◆ DOCUMENT SEGMENT:
********************
The Future of Jobs: Tree-Jackers

Electronics and genomics are changing agriculture requiring new skills and new professional opportunities. Credit photo: Mauricio Alejo

GMO crops are already a reality and in spite of widespread concerns they will be dominant in the next decades to cope with a demand of food 70% greater than today. Credit: Discover Magazine

Moving from programming bacteria to programming multicellular system is a giant step.  We are already "programming" plants: Genetically Modified Organisms are an example of "programming".  

Scientists have been able to program goats to produce a milk containing a protein that is similar (actually better) to the one produced by the silk worm and they now use that milk to create silk that is stronger than the one produced naturally.  GMOs based agriculture is widespread, see the map, and it is bound to grow over the next decade under the pressure of producing more crops, which requires not just more effective plants but also plants that can be cultivated in environment that wouldn't be suitable for agriculture.

As human race we made significant progress through the centuries and millennia. Our ancestors thrived in the fertile crescent, because the environment was ideal for agriculture. As time went by crops were slowly changed to fit other ambients and humankind covered the Earth in synch with their capacity to plant, harvest and farm.
********************
◆ EXTRACTED ENTRIES:

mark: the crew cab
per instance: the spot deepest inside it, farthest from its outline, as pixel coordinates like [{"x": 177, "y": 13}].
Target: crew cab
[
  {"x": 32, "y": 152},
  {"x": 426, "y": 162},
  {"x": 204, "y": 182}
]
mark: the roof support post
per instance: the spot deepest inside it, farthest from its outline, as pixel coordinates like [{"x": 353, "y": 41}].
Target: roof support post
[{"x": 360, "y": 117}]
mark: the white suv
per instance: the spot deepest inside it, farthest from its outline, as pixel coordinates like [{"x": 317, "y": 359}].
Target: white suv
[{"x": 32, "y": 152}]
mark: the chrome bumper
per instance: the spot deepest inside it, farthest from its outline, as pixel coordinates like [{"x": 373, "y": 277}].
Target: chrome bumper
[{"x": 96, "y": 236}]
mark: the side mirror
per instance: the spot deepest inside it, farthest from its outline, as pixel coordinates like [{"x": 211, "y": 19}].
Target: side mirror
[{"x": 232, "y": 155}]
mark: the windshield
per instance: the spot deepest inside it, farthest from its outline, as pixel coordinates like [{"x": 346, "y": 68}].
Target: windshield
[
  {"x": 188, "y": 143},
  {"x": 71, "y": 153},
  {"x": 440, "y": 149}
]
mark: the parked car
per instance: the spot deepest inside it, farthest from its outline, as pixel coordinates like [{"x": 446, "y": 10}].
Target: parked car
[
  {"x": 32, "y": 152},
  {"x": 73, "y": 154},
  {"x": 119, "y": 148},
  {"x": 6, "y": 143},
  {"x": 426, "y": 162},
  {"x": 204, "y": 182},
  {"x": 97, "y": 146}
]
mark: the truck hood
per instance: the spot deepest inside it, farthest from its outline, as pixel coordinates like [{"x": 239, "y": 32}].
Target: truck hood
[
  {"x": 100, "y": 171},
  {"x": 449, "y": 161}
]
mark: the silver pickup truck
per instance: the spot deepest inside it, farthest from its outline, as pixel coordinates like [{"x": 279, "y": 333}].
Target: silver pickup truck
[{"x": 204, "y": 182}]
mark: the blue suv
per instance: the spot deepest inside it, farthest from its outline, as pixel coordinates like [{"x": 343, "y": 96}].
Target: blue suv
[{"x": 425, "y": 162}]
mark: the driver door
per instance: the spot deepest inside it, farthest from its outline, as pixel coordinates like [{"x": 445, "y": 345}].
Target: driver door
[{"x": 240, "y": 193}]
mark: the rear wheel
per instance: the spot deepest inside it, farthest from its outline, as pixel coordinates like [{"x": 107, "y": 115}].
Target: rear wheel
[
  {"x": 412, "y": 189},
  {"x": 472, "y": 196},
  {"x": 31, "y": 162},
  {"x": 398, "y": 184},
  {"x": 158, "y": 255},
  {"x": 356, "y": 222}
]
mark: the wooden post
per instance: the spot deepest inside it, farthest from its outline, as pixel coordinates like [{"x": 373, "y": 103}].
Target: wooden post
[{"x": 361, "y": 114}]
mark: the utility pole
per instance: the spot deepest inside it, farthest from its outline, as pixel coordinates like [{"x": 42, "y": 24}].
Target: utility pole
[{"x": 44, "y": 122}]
********************
◆ WHAT IS BEING ASKED: Reproduce word for word the part of the farming jobs text starting with "Scientists have been" and going on through "suitable for agriculture.". The records are separate material and have no connection to the text about the future of jobs in agriculture.

◆ WRITTEN SOLUTION:
Scientists have been able to program goats to produce a milk containing a protein that is similar (actually better) to the one produced by the silk worm and they now use that milk to create silk that is stronger than the one produced naturally.  GMOs based agriculture is widespread, see the map, and it is bound to grow over the next decade under the pressure of producing more crops, which requires not just more effective plants but also plants that can be cultivated in environment that wouldn't be suitable for agriculture.